[DATASET ENTRIES]
◇ ◇ ◇ ◇ ◇
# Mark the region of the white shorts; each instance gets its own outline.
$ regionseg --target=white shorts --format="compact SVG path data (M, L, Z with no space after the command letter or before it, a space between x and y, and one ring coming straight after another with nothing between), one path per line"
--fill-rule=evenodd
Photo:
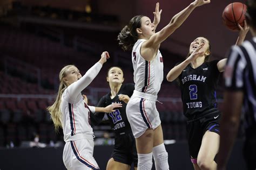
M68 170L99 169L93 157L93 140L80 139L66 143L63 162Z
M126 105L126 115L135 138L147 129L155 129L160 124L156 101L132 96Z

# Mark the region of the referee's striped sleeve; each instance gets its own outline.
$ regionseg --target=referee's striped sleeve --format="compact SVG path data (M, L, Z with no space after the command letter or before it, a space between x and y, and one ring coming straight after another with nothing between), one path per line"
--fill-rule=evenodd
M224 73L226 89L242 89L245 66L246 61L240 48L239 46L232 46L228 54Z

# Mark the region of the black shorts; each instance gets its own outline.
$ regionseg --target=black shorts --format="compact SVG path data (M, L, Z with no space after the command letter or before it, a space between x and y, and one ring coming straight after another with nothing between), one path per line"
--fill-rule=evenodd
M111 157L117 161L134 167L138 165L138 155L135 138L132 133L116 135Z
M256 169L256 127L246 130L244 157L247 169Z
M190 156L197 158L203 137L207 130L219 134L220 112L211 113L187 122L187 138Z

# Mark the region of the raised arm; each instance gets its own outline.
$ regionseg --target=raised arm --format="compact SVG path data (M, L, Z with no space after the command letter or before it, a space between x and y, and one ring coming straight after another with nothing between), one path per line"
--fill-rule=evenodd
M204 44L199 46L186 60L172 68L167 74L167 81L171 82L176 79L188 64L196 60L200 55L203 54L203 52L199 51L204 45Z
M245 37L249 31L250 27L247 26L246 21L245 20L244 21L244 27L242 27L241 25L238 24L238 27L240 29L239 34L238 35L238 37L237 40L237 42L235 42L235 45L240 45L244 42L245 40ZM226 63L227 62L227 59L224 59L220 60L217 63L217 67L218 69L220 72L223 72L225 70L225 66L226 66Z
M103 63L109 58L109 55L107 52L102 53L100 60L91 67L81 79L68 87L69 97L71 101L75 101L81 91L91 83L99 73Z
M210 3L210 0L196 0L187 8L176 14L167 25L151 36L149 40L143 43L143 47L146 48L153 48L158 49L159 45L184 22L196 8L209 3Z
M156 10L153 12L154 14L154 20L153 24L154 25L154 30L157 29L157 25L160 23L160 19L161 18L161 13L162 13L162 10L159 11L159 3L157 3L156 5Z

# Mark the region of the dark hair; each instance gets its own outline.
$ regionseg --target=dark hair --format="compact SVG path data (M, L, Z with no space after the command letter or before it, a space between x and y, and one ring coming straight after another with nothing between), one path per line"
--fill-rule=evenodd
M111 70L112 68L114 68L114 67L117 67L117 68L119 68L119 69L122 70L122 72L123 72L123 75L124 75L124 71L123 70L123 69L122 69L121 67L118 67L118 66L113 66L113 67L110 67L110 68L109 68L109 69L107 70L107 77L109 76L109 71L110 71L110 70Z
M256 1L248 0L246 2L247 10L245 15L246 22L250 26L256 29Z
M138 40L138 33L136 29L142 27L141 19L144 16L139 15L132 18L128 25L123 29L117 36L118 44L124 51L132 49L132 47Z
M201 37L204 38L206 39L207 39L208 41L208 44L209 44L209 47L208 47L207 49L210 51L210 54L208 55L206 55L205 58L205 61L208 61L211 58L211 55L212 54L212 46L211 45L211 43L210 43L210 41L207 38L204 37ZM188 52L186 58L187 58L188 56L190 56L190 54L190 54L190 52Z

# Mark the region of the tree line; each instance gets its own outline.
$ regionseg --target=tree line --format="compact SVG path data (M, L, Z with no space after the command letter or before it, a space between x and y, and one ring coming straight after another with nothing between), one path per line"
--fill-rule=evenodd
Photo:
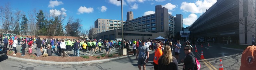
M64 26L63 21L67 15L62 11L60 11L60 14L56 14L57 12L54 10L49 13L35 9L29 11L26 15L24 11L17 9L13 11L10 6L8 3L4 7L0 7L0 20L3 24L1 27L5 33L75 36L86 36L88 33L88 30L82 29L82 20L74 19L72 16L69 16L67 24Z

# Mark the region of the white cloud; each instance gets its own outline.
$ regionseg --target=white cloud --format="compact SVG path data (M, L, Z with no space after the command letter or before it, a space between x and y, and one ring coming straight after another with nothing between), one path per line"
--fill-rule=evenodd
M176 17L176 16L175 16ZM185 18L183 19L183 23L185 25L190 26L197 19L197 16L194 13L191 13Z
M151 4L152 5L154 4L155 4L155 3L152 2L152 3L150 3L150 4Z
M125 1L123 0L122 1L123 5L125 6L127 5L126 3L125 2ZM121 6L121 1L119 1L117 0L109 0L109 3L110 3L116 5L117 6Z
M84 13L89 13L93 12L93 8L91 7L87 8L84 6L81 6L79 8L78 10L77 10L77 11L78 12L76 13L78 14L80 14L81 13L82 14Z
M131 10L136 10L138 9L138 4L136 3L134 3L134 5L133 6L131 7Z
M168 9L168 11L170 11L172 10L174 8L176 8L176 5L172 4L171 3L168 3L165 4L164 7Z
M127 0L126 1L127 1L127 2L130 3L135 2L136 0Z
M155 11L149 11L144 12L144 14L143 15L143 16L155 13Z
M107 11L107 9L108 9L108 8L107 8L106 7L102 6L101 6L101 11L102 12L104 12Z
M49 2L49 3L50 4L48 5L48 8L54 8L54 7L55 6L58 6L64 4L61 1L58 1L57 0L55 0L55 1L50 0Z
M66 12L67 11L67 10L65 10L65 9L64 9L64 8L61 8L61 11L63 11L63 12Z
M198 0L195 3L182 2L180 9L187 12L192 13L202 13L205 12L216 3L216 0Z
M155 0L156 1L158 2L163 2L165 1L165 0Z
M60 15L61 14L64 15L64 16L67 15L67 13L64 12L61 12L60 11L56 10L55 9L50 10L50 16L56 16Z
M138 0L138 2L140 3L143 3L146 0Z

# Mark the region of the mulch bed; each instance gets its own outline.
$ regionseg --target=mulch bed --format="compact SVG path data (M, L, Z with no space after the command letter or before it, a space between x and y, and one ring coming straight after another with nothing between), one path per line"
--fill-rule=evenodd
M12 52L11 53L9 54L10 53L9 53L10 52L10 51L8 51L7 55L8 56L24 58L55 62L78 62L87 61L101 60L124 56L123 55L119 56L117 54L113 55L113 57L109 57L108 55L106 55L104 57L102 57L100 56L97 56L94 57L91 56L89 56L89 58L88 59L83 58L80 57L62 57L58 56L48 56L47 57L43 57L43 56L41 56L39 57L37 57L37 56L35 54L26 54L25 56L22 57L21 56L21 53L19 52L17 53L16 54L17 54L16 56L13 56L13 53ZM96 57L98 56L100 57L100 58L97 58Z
◇ ◇ ◇ ◇ ◇
[GIVEN TASK] Rewrite all of these lines with every "each instance" changed to "every instance" and everything else left as it is. Leave the pictures out.

[RESPONSE]
# Mark the region of the white shorts; every instance gets its own outline.
$ regionseg --target=white shorts --format="compact SVG path data (M, L, Z with no space after the command letter or before it, a space between x and y, and one ring coming straight after another with nothing between), one path per line"
--fill-rule=evenodd
Photo:
M68 170L99 169L93 157L93 140L80 139L66 143L63 162Z
M126 105L126 115L135 138L147 129L155 129L160 124L156 101L132 96Z

# Mark the region of the referee's striped sleeve; every instance gets its own outline.
$ regionseg --target=referee's striped sleeve --format="compact SVG path data (M, L, Z with no space after the command letter or before it, a space between x and y, and one ring coming straight after another with nothing between), one path per line"
--fill-rule=evenodd
M224 73L226 89L242 89L245 66L246 61L240 48L239 46L232 46L228 54Z

# Mark the region of the black shorts; every instance gets its own outline.
$ regionseg --target=black shorts --format="compact SVG path data (M, L, Z with no space after the command letter or before it, a space between x and y, and one ring coming straight after another with nothing between), one path per line"
--fill-rule=evenodd
M111 157L117 161L134 167L138 165L138 155L135 138L132 133L116 135Z
M256 169L256 127L246 130L244 157L247 169Z
M190 156L197 158L203 137L207 130L219 134L220 112L211 113L187 122L187 138Z

# Mark the region of the raised arm; every instance gets its own outline.
$ regionseg --target=raised arm --format="compact SVG path data (M, L, Z with no space after the command letter or before it, a space between x and y, and one ring coming straight after another with nothing between), one path per line"
--fill-rule=evenodd
M204 44L199 46L186 60L172 68L167 74L167 81L171 82L176 79L188 64L196 60L200 55L203 54L203 52L199 51L204 45Z
M245 37L249 31L250 27L247 26L246 21L245 20L244 21L244 27L242 27L241 25L238 24L238 27L240 29L239 34L238 35L238 37L237 40L237 42L235 42L235 45L240 45L244 42L245 40ZM226 63L227 62L227 59L224 59L220 60L217 63L217 67L218 69L220 72L223 72L225 70L225 66L226 66Z
M103 63L109 58L109 55L107 52L102 53L100 60L91 67L81 79L68 87L69 97L71 101L75 101L81 91L91 83L99 73Z
M210 3L210 0L196 0L187 8L176 14L167 25L151 36L149 40L143 43L143 47L146 48L153 48L158 49L159 45L184 22L196 8L209 3Z
M156 10L153 12L154 14L154 20L153 24L154 25L154 30L157 29L157 25L160 23L160 19L161 18L161 13L162 13L162 10L159 11L159 3L157 3L156 5Z

# Mark the region of the dark hair; every instance gets its own outline.
$ regionseg --target=dark hair --format="compact SVG path data (M, L, Z with no space after the command letter or before it, a space between x and y, and one ring coming straight after another with nothing between), one path per line"
--fill-rule=evenodd
M111 70L112 68L114 68L114 67L117 67L117 68L119 68L119 69L122 70L122 72L123 72L123 75L124 75L124 71L123 70L123 69L122 69L121 67L118 67L118 66L113 66L113 67L110 67L110 68L109 68L109 69L107 70L107 77L109 76L109 71L110 71L110 70Z
M256 1L248 0L246 2L247 10L245 15L246 22L250 26L256 29Z
M138 40L138 33L136 29L142 27L141 19L144 16L139 15L132 18L128 25L123 29L117 36L118 44L124 51L132 49L132 47Z
M201 37L204 38L206 39L207 39L208 41L208 44L209 44L209 47L208 47L207 49L210 51L210 54L208 55L206 55L205 58L205 61L208 61L211 58L211 55L212 54L212 46L211 45L211 43L210 43L210 41L207 38L204 37ZM188 52L186 58L187 58L188 56L190 56L190 54L190 54L190 52Z

# Mark the region of the tree line; every instance gets its own outline.
$ regionseg --target=tree line --format="compact SVG path data (M, L, Z with no space after the command letter or before it, a space between x and y, and one ring coming straight after another with nothing between), one path per line"
--fill-rule=evenodd
Photo:
M64 26L63 21L67 15L62 11L60 11L60 14L56 14L57 12L54 10L49 13L35 9L29 11L26 15L24 11L17 9L13 11L10 6L8 3L4 7L0 7L0 20L3 24L1 27L5 33L75 36L86 36L88 33L88 30L82 29L82 20L74 19L72 16L69 16L67 24Z

# Mark the region of the white cloud; every instance gets its own outline.
$ regionseg --target=white cloud --format="compact SVG path data (M, L, Z with no space after the command letter or before it, a space between x and y, and one ring coming straight after another with nothing between), one path per line"
--fill-rule=evenodd
M176 17L176 16L175 16ZM185 18L183 19L183 23L185 25L190 26L197 19L197 16L194 13L191 13Z
M151 4L152 5L154 4L155 4L155 3L152 2L152 3L150 3L150 4Z
M125 1L123 0L122 1L123 5L125 6L127 5L126 3L125 2ZM121 6L121 1L119 1L117 0L109 0L109 3L110 3L116 5L117 6Z
M84 13L89 13L93 12L93 8L91 7L87 8L84 6L81 6L79 8L78 10L77 10L77 11L78 12L76 13L78 14L80 14L81 13L82 14Z
M131 10L136 10L138 9L138 4L136 3L134 3L134 5L133 6L131 7Z
M168 9L168 11L170 11L172 10L174 8L176 8L176 5L172 4L171 3L168 3L165 4L164 7Z
M127 0L126 1L127 1L127 2L130 3L135 2L136 0Z
M155 11L149 11L144 12L144 14L143 15L143 16L155 13Z
M107 11L107 9L108 9L108 8L107 8L106 7L102 6L101 6L101 11L102 12L104 12Z
M49 2L49 3L50 4L48 5L48 8L54 8L54 7L55 6L58 6L64 4L61 1L58 1L57 0L55 0L55 1L50 0Z
M66 12L67 11L67 10L65 10L65 9L64 9L64 8L61 8L61 11L63 11L63 12Z
M198 0L195 3L182 2L180 9L187 12L192 13L202 13L205 12L216 3L216 0Z
M155 0L156 1L158 2L163 2L165 1L165 0Z
M60 15L61 14L64 15L64 16L67 15L67 13L64 12L61 12L60 11L56 10L55 9L50 10L50 16L56 16Z
M138 0L138 2L140 3L143 3L146 0Z

# Mark the region of the mulch bed; every instance gets its own outline.
$ regionseg --target=mulch bed --format="compact SVG path data (M, L, Z with no space after the command letter or before it, a space between x and y, and one ring coming straight after another with nothing between), one path per line"
--fill-rule=evenodd
M12 52L11 53L9 54L10 53L9 53L10 52L10 51L8 51L7 55L8 56L24 58L55 62L78 62L87 61L101 60L124 56L123 55L119 56L117 54L113 55L113 57L109 57L108 55L106 55L104 57L102 57L100 56L97 56L94 57L91 56L89 56L89 58L88 59L83 58L80 57L62 57L58 56L48 56L47 57L43 57L43 56L41 56L39 57L37 57L37 56L35 54L26 54L25 56L22 57L21 56L21 53L19 52L17 53L16 54L17 54L16 56L13 56L13 53ZM96 57L98 56L100 57L100 58L97 58Z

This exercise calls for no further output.